Segment Open

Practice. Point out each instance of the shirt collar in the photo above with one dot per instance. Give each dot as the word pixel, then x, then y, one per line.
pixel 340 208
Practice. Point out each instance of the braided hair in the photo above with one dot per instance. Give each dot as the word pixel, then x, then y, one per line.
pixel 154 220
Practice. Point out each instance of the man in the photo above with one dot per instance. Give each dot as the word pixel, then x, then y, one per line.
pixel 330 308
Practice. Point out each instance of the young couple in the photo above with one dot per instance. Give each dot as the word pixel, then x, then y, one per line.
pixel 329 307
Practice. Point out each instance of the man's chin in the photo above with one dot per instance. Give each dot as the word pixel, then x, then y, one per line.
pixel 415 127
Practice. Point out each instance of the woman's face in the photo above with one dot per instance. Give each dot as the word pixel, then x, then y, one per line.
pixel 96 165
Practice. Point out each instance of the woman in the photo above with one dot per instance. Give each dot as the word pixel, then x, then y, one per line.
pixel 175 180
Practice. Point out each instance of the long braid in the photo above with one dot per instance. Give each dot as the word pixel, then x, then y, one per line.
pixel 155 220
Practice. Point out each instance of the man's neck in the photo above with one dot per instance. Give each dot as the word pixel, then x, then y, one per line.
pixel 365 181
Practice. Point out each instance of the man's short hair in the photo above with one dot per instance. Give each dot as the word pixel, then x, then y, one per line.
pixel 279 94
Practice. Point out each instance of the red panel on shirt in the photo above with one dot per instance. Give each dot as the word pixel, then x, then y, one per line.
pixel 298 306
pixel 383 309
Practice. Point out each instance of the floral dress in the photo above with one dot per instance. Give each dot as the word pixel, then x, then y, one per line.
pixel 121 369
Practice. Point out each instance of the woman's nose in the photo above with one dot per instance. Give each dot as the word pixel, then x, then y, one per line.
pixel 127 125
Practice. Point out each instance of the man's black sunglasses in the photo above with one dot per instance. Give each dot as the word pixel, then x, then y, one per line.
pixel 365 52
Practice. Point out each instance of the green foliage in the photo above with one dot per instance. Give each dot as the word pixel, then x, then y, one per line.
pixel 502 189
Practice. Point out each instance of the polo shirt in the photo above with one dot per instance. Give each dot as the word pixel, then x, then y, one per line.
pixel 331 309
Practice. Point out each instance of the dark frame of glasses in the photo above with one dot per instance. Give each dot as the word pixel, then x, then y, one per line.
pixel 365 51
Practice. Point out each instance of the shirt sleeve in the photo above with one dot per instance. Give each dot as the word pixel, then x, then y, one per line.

Segment Closed

Copy out, word for word, only the lines from the one with "Practice. Point out each instance of the man's short" through the last line of the material above.

Practice. Point out each instance of the man's short hair in the photo above with one dot per instance. Give each dot as the word pixel, then x, then y, one per line.
pixel 279 94
Practice. Point out each instance of the red panel on shirt in the photo above with one dot per instance. Give each dot as the word pixel, then x, then y, one per line.
pixel 298 306
pixel 383 309
Practice. Point out each instance of the floral dress in the photo above with one dot per instance. Give each dot as the word pixel, then x, then y, one per line.
pixel 121 369
Practice. Point out each instance of the woman's nose in the photo above with one dot per instance. Give each dot as the word pixel, then x, then y, one per line.
pixel 127 125
Practice. Point out each instance of the man's black sunglasses in the photo above with one dot per instance. Give each dot as the word pixel, then x, then y, one per line.
pixel 365 52
Practice. Point out each instance of the green foliage in the photo above with one dot per instance. Give each dot as the word pixel, then x, then y, one per line.
pixel 502 189
Practice. Point out each instance of the polo shirt in the photo above with one dot per instance. Give each dot as the word pixel, then x, then y, one per line.
pixel 331 309
Practice. Point out each instance of the dark frame of glasses in the photo above with one dot per instance. Give each dot as the word pixel, then x, then y, one per line.
pixel 365 51
Practice. Point out each instance of the shirt sleeve in the photo above with one dot per instance. Give each dot as the word pixel, then x, then y, one per line.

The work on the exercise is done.